(Source records)
________________
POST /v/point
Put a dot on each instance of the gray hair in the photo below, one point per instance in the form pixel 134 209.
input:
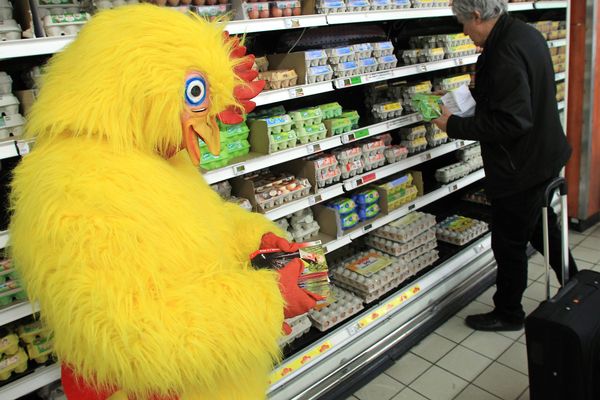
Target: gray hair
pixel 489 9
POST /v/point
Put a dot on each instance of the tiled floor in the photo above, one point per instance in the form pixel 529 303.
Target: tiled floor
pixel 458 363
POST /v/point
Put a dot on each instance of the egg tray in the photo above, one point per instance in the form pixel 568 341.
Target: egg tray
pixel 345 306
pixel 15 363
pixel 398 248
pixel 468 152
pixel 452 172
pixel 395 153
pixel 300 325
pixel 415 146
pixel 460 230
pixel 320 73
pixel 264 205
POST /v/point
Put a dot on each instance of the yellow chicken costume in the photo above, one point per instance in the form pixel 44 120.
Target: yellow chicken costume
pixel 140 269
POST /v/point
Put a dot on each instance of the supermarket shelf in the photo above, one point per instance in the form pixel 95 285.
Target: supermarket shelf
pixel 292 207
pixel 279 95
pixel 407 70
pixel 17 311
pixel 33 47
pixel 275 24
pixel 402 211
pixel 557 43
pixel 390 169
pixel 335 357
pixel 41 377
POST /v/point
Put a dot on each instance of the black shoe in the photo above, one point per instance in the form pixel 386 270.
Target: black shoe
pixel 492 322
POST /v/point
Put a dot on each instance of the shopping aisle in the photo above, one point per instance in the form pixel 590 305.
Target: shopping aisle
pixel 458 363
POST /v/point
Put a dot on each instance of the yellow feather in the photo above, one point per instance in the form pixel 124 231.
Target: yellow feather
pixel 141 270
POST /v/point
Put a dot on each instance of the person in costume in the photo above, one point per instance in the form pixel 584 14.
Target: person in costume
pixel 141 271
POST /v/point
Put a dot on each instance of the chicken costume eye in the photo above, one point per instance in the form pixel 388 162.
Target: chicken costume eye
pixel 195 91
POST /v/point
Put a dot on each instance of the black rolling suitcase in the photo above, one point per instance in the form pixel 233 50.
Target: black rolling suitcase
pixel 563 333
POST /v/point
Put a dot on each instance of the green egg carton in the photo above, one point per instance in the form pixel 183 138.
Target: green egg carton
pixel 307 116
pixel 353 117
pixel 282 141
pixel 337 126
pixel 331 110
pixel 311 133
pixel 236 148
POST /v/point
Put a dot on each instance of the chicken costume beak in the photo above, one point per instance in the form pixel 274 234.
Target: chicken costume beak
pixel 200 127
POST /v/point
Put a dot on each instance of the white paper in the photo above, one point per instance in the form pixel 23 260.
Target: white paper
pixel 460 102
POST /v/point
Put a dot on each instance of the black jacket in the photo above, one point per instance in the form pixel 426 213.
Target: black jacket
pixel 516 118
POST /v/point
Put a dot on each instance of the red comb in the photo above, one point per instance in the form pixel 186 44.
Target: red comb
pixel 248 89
________________
DESCRIPTION OF THE TASK =
Leave out the pictures and print each record exactly as it stands.

RESPONSE TO THIS EXERCISE =
POST /v/point
Put a dot on each instance of the gray hair in the photo below, one point per instance in the form pixel 134 209.
input:
Target: gray hair
pixel 489 9
POST /v/point
Put a dot on each instance of the tiled floor in the photo above, one point per instance in the form pixel 529 303.
Target: tiled floor
pixel 458 363
POST /v/point
Put a dot on each instance of the egg tray in the photo above, one point per instance in the form pixel 568 341.
Target: egg tray
pixel 345 306
pixel 15 363
pixel 398 248
pixel 468 152
pixel 452 172
pixel 395 153
pixel 300 325
pixel 415 146
pixel 460 230
pixel 320 73
pixel 264 205
POST /v/point
Put a dot on each instance of the yellow chicken costume in the photo above, one point per instance in the form pixel 44 120.
Target: yellow chicken costume
pixel 140 269
POST /v/point
Put a dot on each instance of the supermarket shelf in the photo above, one point per instance in the form pixel 95 285.
Target: supermarket shelf
pixel 292 207
pixel 279 95
pixel 407 70
pixel 17 311
pixel 33 47
pixel 275 24
pixel 402 211
pixel 557 43
pixel 390 169
pixel 335 357
pixel 41 377
POST /v/point
Put a dot on each instance of the black shoe in the photo above, one point per instance in the form pixel 386 270.
Target: black shoe
pixel 492 322
POST /v/point
Put a dot on each instance of the shopping aisle in the photo above, one point per instance in the form pixel 590 305.
Target: shopping aisle
pixel 458 363
POST /v/point
Put a dot on each instance of the yellow feather in the photo above, one point per instance in the form pixel 124 231.
Target: yellow feather
pixel 141 270
POST /v/point
Put a dot on each instance of the person in costume in the photo above, one point per instance in the form pixel 584 14.
Target: person in costume
pixel 141 271
POST /v/point
Put a dot on each instance of the chicken costume eye in the photo above, one point per instance in the form pixel 388 162.
Target: chicken costume eye
pixel 195 91
POST /v/point
Put a dot on each instance of the black rolling suitcase in the photo above, one point per instance in the form pixel 233 50.
Target: black rolling suitcase
pixel 563 333
POST /v/point
Put a dot on each instance of the green egg carton in the photo above, one point per instance in the form pixel 183 138.
Target: green egg carton
pixel 307 116
pixel 353 117
pixel 282 141
pixel 337 126
pixel 331 110
pixel 311 133
pixel 236 148
POST /v/point
Put a dot on each instance of the chicken costume beak in the photo above, one point per instance in the form pixel 274 234.
Target: chicken costume beak
pixel 200 127
POST /v/point
Put a dot on each instance of the white paper in the photo above, one point per instance in the form pixel 23 260.
Target: white paper
pixel 460 102
POST /v/point
Put a dot on each instance of the black jacket in the photo above, one point per instance in the form pixel 426 213.
Target: black jacket
pixel 516 118
POST /v/point
Put a dot on each instance of the red comb in the photo above, one point per instance in the form pixel 186 44.
Target: red comb
pixel 248 89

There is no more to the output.